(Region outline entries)
• • • •
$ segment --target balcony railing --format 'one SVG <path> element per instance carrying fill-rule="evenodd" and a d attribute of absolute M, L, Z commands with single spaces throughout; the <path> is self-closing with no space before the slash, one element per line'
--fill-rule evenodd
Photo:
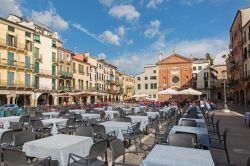
<path fill-rule="evenodd" d="M 67 71 L 62 71 L 62 70 L 58 71 L 58 75 L 59 76 L 64 76 L 64 77 L 73 77 L 72 72 L 67 72 Z"/>
<path fill-rule="evenodd" d="M 0 87 L 6 88 L 33 88 L 31 82 L 26 83 L 25 81 L 7 81 L 7 80 L 0 80 Z"/>

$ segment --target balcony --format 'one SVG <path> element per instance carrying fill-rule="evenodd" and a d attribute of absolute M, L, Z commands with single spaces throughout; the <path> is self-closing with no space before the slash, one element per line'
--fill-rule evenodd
• • • •
## STATED GOAL
Reproduce all of the items above, substituting "terrace" for each occurrence of "balcony" and leaving everything else unchanged. Omit the pictures from the reproduction.

## RESPONSE TO THE EXERCISE
$ segment --target terrace railing --format 'one SVG <path> element per instance carrying fill-rule="evenodd" and a d attribute of absolute M, L, Z commands with single spaces throughout; the <path> is self-closing with no space before the slash, one element per line'
--fill-rule evenodd
Photo:
<path fill-rule="evenodd" d="M 67 71 L 62 71 L 62 70 L 58 71 L 58 75 L 59 76 L 64 76 L 64 77 L 73 77 L 72 72 L 67 72 Z"/>
<path fill-rule="evenodd" d="M 0 87 L 6 88 L 33 88 L 31 82 L 26 83 L 25 81 L 7 81 L 7 80 L 0 80 Z"/>

$ segment --target terrace --format 'one SVG <path> element per instance carrying fill-rule="evenodd" and a d attribute of absolute M, L, Z commands with single spaces throughout; the <path> is self-closing with no space before the slash, one element per line'
--fill-rule evenodd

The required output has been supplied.